* [Ausgewählter Textauszug]
Ronny Bargil schöpft aus seinen Erfahrungen im Kloster immer noch viel Kraft. Foto: Cools

Er hat drei Staatsangehörigkeiten, war Anwalt für Menschenrechte, Mönch in einem Kloster in Burma und ist seit einiger Zeit Teil des Zimmertheater-Teams in Rottweil: Ronny Bargil hat einiges zu erzählen.

Rottweil/Zimmern o. R. - 20 Stunden am Tag meditieren, nicht lachen, nicht schreiben und nachts auf einem harten Brett schlafen – das ist eine Erfahrung, die einen verändert, sagt Ronny Bargil. Der Zimmerner hat sie fünf Monate lang gemacht und ist seitdem ein anderer Mensch, wie er meint. Wie es zu dieser Zeit im Kloster kam, was er in seiner Heimat erlebt hat und wie Rottweil sein neuer Lebensmittelpunkt wurde, erzählt er im Gespräch mit unserer Redaktion.

Anwalt in Israel

Ronny Bargil wurde in Israel geboren. Sein Großvater war Tscheche und kam vor dem Zweiten Weltkrieg nach Palästina. Dort studierte er Jura und eröffnete seine eigene Kanzlei, in der er sich vor allem für die Menschenrechte benachteiligter Gruppen, wie Homosexueller, einsetzte. Parallel lernte er Yoga und schloss ein zweites Studium in Literatur ab. Sein großes Hobby sei immer die Philosophie gewesen, sagt Bargil. Zudem habe er in seiner Freizeit getanzt und Performances und Workshops organisiert. Später war er als Lebensberater tätig.

Dass er ins Kloster ging, ergab sich eher zufällig, wie Bargil lachend erzählt. Weil anfangs die Motivation zum Jura-Studium fehlte, stellte er sich selbst eine Thailand-Reise als Belohnung in Aussicht. Als er diese dann vor rund 20 Jahren antrat, schoss ihm die Idee in den Kopf, auch noch einen Abstecher nach Burma (heute Myanmar) zu machen.

Besondere Begegnung

Dort entdeckte er im Norden des Landes ein imposantes Kloster, das er sich ansehen wollte. Jedoch habe eine Schlange von Hunderten von Leuten davor gestanden, erzählt der Zimmerner. "Ich wollte nicht warten und habe deshalb ganz frech einen anderen Eingang gesucht", sagt Bargil lachend. Tatsächlich habe er sogar einen gefunden und sei da auf einen alten Mann getroffen, der ihn einlud, sich zu ihm zu setzen. Auch eine Robe und eine Gebetskette habe er von dem Mann erhalten. Erst später habe er erfahren, dass dieser als einer der heiligsten Männer im Land galt.

* [Eingabedaten]
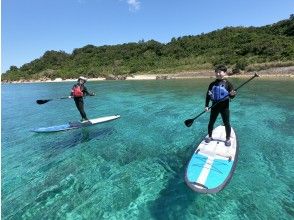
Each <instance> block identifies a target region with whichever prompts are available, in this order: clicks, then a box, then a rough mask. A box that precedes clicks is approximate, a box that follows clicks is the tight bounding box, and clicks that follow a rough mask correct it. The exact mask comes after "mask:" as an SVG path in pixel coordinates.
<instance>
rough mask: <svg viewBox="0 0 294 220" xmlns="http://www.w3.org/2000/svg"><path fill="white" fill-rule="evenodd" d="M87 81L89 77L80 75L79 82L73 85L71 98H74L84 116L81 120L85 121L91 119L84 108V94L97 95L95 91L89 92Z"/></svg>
mask: <svg viewBox="0 0 294 220" xmlns="http://www.w3.org/2000/svg"><path fill="white" fill-rule="evenodd" d="M86 82H87V78H85V77H83V76H80V77H79V78H78V83H77V84H75V85H74V86H73V87H72V90H71V94H70V98H73V99H74V101H75V103H76V106H77V109H78V110H79V112H80V114H81V116H82V119H81V122H85V121H88V120H89V119H88V118H87V115H86V113H85V110H84V96H86V95H89V96H94V95H95V93H93V92H88V90H87V88H86V86H85V83H86Z"/></svg>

* [Aufgabenstellung]
Geben Sie den Textauszug über Ronny Bargil von "Rottweil/Zimmern o. R. - 20" bis hinunter zu "mit unserer Redaktion." erneut wieder und tauschen Sie dabei "Redaktion" gegen "Zeitung" aus. Maßgeblich ist ausschließlich der Textauszug.

* [Lösung]
Rottweil/Zimmern o. R. - 20 Stunden am Tag meditieren, nicht lachen, nicht schreiben und nachts auf einem harten Brett schlafen – das ist eine Erfahrung, die einen verändert, sagt Ronny Bargil. Der Zimmerner hat sie fünf Monate lang gemacht und ist seitdem ein anderer Mensch, wie er meint. Wie es zu dieser Zeit im Kloster kam, was er in seiner Heimat erlebt hat und wie Rottweil sein neuer Lebensmittelpunkt wurde, erzählt er im Gespräch mit unserer Zeitung.